Task instructions.
Switch "blue sky" to "clear sky" in the stretch from the line that contains "[outline] blue sky, every instance" through the line that contains "M175 101L256 104L255", keeping everything else the same. Write out only those lines.

[begin Data supplied]

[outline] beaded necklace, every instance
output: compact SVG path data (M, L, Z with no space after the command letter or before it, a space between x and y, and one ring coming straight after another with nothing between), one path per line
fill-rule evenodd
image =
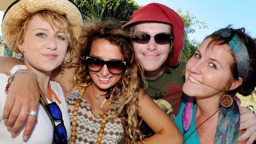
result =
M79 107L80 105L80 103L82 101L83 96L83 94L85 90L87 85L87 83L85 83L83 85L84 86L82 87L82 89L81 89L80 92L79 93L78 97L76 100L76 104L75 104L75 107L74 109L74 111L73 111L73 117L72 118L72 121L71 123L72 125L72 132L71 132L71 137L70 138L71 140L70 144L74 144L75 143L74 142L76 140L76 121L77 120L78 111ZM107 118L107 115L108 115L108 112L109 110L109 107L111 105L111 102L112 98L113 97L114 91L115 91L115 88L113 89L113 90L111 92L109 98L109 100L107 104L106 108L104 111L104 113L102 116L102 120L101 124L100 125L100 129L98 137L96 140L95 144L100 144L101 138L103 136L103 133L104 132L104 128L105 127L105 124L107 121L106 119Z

[end Data supplied]
[begin Data supplied]

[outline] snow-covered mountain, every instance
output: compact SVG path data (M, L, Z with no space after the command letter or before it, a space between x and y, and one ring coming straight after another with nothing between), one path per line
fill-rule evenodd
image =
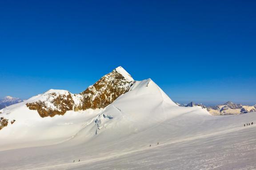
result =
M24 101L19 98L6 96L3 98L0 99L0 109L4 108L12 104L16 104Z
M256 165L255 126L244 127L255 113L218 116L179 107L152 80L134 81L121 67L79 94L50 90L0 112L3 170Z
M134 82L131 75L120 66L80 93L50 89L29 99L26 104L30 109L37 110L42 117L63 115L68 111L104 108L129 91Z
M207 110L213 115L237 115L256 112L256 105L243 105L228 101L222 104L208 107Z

[end Data supplied]
[begin Data supplied]

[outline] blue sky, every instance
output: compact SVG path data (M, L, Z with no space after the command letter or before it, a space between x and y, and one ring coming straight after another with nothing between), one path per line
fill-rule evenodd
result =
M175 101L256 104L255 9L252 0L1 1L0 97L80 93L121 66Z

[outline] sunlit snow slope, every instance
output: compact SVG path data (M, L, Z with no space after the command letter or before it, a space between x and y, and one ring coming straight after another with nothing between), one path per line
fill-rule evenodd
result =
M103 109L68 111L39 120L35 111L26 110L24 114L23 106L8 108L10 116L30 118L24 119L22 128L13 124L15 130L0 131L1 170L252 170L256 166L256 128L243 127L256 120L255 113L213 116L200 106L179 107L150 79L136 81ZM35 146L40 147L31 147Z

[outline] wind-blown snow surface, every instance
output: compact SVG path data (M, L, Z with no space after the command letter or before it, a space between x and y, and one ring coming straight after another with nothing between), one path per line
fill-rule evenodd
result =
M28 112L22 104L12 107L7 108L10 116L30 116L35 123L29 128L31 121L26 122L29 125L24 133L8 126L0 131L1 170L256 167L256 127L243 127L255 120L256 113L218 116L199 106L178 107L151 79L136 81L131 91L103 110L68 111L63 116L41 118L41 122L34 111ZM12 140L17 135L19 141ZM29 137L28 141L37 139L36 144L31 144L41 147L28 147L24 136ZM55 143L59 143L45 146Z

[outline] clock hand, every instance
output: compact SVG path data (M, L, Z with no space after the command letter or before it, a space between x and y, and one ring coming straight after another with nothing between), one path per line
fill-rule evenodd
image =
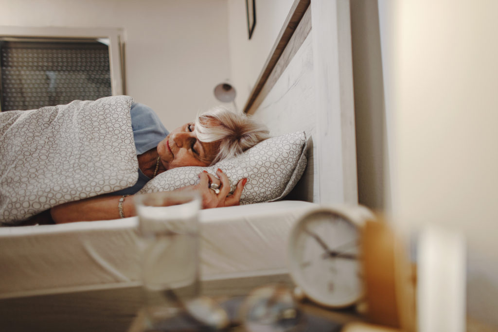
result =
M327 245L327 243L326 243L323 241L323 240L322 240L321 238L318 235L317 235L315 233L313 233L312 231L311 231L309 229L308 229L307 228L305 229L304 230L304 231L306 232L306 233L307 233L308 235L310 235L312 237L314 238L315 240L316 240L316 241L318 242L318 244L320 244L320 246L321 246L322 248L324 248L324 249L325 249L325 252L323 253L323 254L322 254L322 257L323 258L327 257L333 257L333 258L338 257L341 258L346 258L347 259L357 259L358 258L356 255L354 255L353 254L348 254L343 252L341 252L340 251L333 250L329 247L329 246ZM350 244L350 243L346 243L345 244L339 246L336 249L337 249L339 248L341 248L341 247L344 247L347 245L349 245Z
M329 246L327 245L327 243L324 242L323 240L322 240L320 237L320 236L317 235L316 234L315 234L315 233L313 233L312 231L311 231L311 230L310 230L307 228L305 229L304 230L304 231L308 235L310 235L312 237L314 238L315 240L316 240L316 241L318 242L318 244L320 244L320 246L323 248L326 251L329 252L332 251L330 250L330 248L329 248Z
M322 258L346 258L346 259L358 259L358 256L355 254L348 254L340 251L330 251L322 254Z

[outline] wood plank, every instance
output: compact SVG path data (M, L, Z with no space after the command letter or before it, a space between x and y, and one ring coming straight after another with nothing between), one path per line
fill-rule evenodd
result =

[end Data supplied]

Answer in full.
[outline] clear sky, every instance
output: compact SVG path data (M, L, Z with no space after the command letter or before it, a space between x and y, and one ring coming straight after another with nothing between), one path per line
fill-rule evenodd
result =
M175 101L256 104L255 9L252 0L1 1L0 97L80 93L121 66Z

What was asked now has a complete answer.